### Problem set:
**A)** According to the editorial on Russian wage arrears, why did Yeltsin's January 1 deadline for paying state employees in full become impossible to meet?
**B)** Which occupations of state-sector workers are named in the editorial on Russian wage arrears?

EDITORIAL: Blame Game Won't Settle Wage Arrears

If you're a government scientist in one of Russia's regions, odds are you haven't been paid for two or three months. If you're a teacher who happens to live in the wrong region, it might be more like six months since your last paycheck arrived.

In early December, the Russian government owed its state-sector workers more than $1.6 billion in back wages. Most are owed a month or two of back pay, but for every worker whose wages are paid in a timely fashion, there is another who is owed six months or more.

In a sea of bureaucratic euphemisms like "wage arrears," it is easy to lose sight of the impact: parents unable to feed their families properly or put shoes on their children's feet.

And their government does not seem to care.

President Boris Yeltsin pretends to sympathize. Last April, he explicitly ordered his team of "reformers" to make sure every doctor, miner and other state employee was paid up in full by Jan. 1.

When it became clear by late December that there was no way first deputy prime ministers Boris Nemtsov and Anatoly Chubais would meet his deadline, he seemed surprised, although the rest of the government had known for months. "The main blame rests with us, the country's leadership," Yeltsin conceded. But his words rang hollow. Instead of taking responsibility, he just pointed to his ministers.

He said he had expected 1997 economic results to be better, and that he awaits "breakthrough ideas" in 1998 -- veiled potshots at Chubais and Nemtsov that potentially presage their eventual ouster. Yeltsin has become something of a master at taking opposition positions to his own government, as if he had not appointed its ministers and set its agenda.

Chubais and Nemtsov, too, have joined the blame game. While favorable economic conditions once made Yeltsin's deadline seem achievable, chaos wreaked by the Asian financial crisis on Russia's ability to borrow and raise cash through state sell-offs put it out of reach.

Through a Herculean effort, Nemtsov said, adequate funds were sent to the regions for disbursal last week, although the government now concedes that most employees will not receive their back pay until later this month. And in a move that infuriated Yeltsin, who is trying to maintain good relations with the regions, Nemtsov blamed any failure to pay back wages on local governors.

Yeltsin has his finger pointed at his ministers; his ministers have their fingers pointed at the regions; and the regions have their fingers pointed at Yeltsin's government. All that many families of Russia can point to are empty larders and bank accounts.

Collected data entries
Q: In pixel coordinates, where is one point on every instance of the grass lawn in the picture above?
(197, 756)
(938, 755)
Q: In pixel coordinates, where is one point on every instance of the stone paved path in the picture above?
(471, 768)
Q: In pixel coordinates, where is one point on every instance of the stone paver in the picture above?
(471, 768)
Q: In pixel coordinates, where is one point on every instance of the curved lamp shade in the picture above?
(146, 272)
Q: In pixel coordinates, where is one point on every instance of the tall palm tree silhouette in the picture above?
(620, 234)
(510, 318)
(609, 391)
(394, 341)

### Task-by-task results:
**A)** The Asian financial crisis caused chaos that hurt Russia's ability to borrow and to raise cash through state sell-offs. That put the deadline out of reach, even though favorable economic conditions had once made it seem achievable.

**B)** Government scientist, teacher, doctor, miner